Ultrasound for Appendicitis

Ultrasound for Appendicitis

by Stephen Alerhand MD (@SAlerhand)
EM Resident Physician, Icahn School of Medicine at Mount Sinai
Edited by Alex Koyfman MD (@EMHighAK)

Scenario

A 27 year-old G1P1 female with no past medical history presents to the emergency department on a busy late-night shift complaining of lower abdominal pain since the morning. The pain is dull and intermittent, and though she cannot identify any aggravators or alleviators, the pain has steadily progressed over the course of the day to its current severe state. She has not eaten anything since the morning. She denies fever/chills, nausea/vomiting/diarrhea/constipation, dysuria/hematuria/discharge. Her last menstrual period was 3 weeks ago. She denies recent sexual intercourse.

Vital signs are within normal limits.

On exam, the patient moves within the stretcher with discomfort and is hunched over. Her abdomen is thin, soft, with tenderness to palpation in the right lower quadrant. Psoas sign is positive.

Note about Lower Abdominal Pain in Female Patients

You are concerned for appendicitis, though in most females with lower abdominal pain, the work-up is not complete without consideration for pelvic complaints such as pelvic inflammatory disease or ovarian torsion. For example, you may progress as far down the appendicitis pathway as you want, but you will never find the profuse yellow-green discharge and inflamed cervical os if you do not perform the pelvic – and by that time, the patient will have been sitting in the ED for several hours and gotten an expensive, radiating, non-diagnostic CT scan as well. Therefore, as part of the work-up, you perform a pelvic exam and find it unremarkable.

Urine pregnancy test is negative.
Urine dip shows no leukocytes or nitrates.
Basic labs including WBC are unremarkable.

Further Thought Process

At this point, given the initial RLQ tenderness, appendicitis sits atop your differential like it did at the initial presentation. Though some Surgical teams take presumed appendicitis patients to the operating room based on exam alone, this is not common. A diagnostic CT scan is called for most of the time.

These are the obstacles in your mind at this time:

  • Your ED is extremely crowded on this Monday after the holiday weekend.
  • Your team is working hard to manage all of the patients.
  • The patients due for the CT scanner are backed up, not only because of the large queue but because there is less staffing late at night.
  • On that matter itself, the young female has already expressed concern about the effects of radiation on her body.
  • The possible appendicitis patient in front of you has already required multiple rounds of pain medicine, has now spiked a fever, and is looking worse than when she initially came in.
  • You feel like the patient has an inflamed appendix, possibly even rupture. Knowing that the definite therapy is surgical removal, you need to figure out what steps are needed to go from Point A (presumed appendicitis) to Point B (laparoscopic appendectomy).

Literature

At that moment, an ultrasound fellowship-trained attending coming in for shift takes sign-out and prints out a few papers for you to scan briefly.

Mallin M, Craven P, Ockerse P, et al. Diagnosis of appendicitis by bedside ultrasound in the ED. Am J Emerg Med. 2015 Mar;33(3):430-2.

Records provided:
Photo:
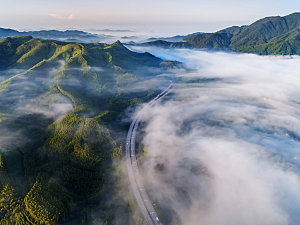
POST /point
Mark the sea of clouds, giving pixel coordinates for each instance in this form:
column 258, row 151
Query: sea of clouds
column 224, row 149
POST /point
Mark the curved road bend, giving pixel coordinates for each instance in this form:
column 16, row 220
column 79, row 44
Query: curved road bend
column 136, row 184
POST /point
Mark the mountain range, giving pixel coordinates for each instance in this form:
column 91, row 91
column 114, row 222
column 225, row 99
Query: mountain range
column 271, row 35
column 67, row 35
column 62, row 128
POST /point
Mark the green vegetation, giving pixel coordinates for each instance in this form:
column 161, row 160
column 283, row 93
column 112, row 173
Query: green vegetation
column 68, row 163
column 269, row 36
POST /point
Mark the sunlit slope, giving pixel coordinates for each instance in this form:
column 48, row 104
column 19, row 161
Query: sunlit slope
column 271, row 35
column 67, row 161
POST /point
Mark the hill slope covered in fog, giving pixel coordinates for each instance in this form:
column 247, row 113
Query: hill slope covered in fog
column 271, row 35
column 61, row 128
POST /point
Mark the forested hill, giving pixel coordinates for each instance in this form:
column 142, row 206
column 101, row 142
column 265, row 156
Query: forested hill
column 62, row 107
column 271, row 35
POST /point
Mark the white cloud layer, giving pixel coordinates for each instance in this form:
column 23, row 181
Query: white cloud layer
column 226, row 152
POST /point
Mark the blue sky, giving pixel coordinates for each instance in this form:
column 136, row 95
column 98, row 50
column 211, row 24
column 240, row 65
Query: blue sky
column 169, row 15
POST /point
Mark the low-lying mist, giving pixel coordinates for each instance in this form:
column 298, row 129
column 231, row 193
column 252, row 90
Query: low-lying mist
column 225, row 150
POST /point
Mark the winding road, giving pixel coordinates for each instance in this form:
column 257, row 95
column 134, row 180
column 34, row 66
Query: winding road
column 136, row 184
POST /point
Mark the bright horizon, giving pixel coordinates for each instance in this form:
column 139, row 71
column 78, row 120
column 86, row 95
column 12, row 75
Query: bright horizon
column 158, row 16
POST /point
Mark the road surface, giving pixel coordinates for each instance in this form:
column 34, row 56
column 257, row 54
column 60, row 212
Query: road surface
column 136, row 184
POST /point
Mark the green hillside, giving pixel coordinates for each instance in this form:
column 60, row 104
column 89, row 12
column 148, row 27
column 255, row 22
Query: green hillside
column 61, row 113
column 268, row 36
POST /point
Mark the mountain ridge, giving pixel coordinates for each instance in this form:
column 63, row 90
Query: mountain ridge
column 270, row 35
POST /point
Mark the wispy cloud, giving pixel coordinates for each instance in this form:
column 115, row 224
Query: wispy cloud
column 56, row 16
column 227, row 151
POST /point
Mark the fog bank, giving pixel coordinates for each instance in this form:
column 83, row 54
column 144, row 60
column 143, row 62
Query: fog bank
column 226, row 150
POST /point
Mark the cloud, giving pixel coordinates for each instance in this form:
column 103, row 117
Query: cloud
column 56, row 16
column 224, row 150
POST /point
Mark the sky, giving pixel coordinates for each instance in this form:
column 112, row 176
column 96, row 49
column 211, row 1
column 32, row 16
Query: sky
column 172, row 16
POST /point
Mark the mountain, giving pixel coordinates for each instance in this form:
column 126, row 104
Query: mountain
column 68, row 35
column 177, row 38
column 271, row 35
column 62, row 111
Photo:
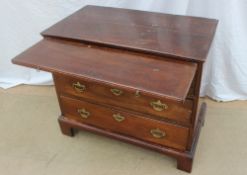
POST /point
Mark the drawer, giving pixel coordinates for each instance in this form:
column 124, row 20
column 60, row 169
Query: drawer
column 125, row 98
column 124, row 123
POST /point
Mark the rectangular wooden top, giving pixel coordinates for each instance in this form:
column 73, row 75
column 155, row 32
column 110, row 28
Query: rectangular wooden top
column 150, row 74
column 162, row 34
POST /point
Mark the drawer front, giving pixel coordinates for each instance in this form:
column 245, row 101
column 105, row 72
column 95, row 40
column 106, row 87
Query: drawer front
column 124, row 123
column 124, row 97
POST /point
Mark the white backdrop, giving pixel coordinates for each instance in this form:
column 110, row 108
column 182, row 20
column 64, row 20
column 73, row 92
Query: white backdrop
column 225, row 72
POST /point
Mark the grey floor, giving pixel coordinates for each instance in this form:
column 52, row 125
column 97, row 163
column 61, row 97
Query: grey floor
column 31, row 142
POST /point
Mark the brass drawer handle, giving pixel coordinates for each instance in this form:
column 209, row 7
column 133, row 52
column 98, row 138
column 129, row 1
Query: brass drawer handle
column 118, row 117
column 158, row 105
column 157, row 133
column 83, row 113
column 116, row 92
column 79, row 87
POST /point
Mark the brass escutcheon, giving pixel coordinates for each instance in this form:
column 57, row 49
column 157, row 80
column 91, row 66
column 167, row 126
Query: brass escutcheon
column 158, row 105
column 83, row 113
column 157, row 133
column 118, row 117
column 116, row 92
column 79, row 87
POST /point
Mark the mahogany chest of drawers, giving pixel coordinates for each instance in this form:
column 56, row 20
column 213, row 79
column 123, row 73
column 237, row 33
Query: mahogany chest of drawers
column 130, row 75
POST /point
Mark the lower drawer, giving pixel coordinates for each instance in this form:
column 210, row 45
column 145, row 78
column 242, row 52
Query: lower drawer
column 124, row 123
--
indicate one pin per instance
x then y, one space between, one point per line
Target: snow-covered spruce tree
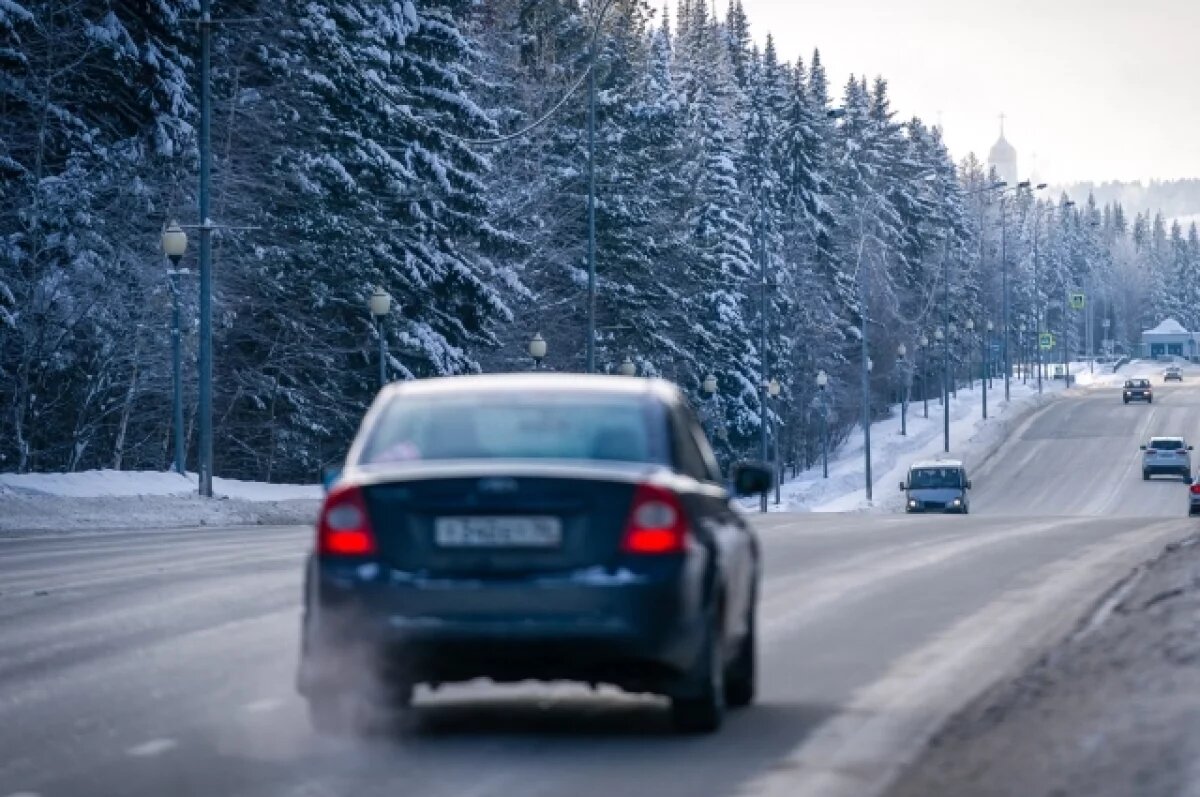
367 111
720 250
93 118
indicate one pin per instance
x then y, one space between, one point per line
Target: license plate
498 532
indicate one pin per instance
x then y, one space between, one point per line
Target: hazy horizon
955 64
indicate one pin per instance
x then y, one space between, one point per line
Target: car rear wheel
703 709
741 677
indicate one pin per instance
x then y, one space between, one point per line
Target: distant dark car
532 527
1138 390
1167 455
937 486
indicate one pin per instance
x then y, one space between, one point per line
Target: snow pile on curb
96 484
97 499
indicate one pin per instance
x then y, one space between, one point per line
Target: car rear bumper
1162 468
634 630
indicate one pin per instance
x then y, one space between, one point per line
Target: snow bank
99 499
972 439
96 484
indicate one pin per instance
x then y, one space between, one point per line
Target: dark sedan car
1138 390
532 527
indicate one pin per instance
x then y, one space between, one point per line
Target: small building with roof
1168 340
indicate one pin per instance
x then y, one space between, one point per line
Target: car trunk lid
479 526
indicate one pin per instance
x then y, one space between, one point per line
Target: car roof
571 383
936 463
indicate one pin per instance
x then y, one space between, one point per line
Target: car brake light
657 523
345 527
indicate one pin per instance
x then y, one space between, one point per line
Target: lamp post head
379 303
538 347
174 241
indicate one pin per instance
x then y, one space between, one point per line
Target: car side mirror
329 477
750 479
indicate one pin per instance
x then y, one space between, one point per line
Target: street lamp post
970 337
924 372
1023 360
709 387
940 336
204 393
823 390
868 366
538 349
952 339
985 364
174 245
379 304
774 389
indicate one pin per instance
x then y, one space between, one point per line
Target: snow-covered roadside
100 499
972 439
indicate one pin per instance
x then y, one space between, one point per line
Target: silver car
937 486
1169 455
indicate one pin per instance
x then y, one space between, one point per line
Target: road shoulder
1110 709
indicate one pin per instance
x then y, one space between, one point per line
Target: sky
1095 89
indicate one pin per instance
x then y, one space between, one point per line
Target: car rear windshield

What you need to do:
1) Summarize the appendicitis ultrasound text in three sentences.
2) Carry the appendicitis ultrasound text forward from its final line.
This material has no connection to the appendicitis ultrasound text.

Your responses:
1) A 27-year-old woman comes to the emergency department with lower abdominal pain that has worsened through the day. She has right lower quadrant tenderness, a positive psoas sign, an unremarkable pelvic exam, a negative pregnancy test and unremarkable labs. Appendicitis heads the differential, but a crowded ED, a backed-up CT scanner, her worry about radiation and her worsening state with a new fever complicate the path to appendectomy, so an ultrasound-trained attending prints papers on the subject.

2)
Study Design: Prospectively collected US data (by trained residents with attending supervision) for 97 cases of suspected appendicitis, 34 of which were confirmed by surgical or pathology report. Compared with review by fellowship-trained physician.
Results: 67% (24/34) sensitivity, 98% (23/24) specificity. 12% reduction in CT utilization.
Conclusion: Bedside US may be an appropriate initial test to eval patient with suspected appendicitis.

Fox JC, Solley M, Anderson CL, et al. Prospective evaluation of emergency physician performed bedside ultrasound to detect appendicitis. Eur J Emerg Med. 2008 Apr;15(2):80-5.
Study Design: Prospectively enrolled 132 patients with suspected appendicitis. Received work-up as deemed appropriate by attending.
Results: Sensitivity 65%, specificity 90%, PPV 84%, NPV 76%.
Conclusion: Insufficient evidence to support POC US use to rule out appendicitis. However, the high specificity may support US use to rule in the diagnosis.

Elikashvili I, Tay E, Tsung JW. The effect of point-of-care ultrasonography on emergency department length of stay and computed tomography utilization in children with suspected appendicitis. Acad Emerg Med. 2014 Feb;21(2):163-170.
Study Design: Prospective observational convenience sample of children with suspected appendicitis. Of 150 enrolled, 50 had appendicitis (33.3%).
Results: Those who had POC US had a significantly decreased ED length-of-stay compared with those requiring radiology US or CT scan. CT rate decreased during the study from 44 to 27%. For POC US, sensitivity 60% and specificity 94%. For radiology US, sensitivity 63% and specificity 99%. For CT, sensitivity 83% and specificity 98%.
Conclusion: May be feasible to reduce ED length-of-stay and avoid CT scan when using POC US in children with suspected appendicitis. High specificity to rule in appendicitis, similar to radiology US. Safe to use prior to radiology US, as there were no missed cases or negative laparoscopies.

Benefits of Ultrasound for Appendicitis

  • Avoidance of ionizing radiation
  • More readily available and cheaper than CT
  • Quicker than CT (which in many institutions requires a 2+ hour contrast drinking period, which patients often do not tolerate anyway)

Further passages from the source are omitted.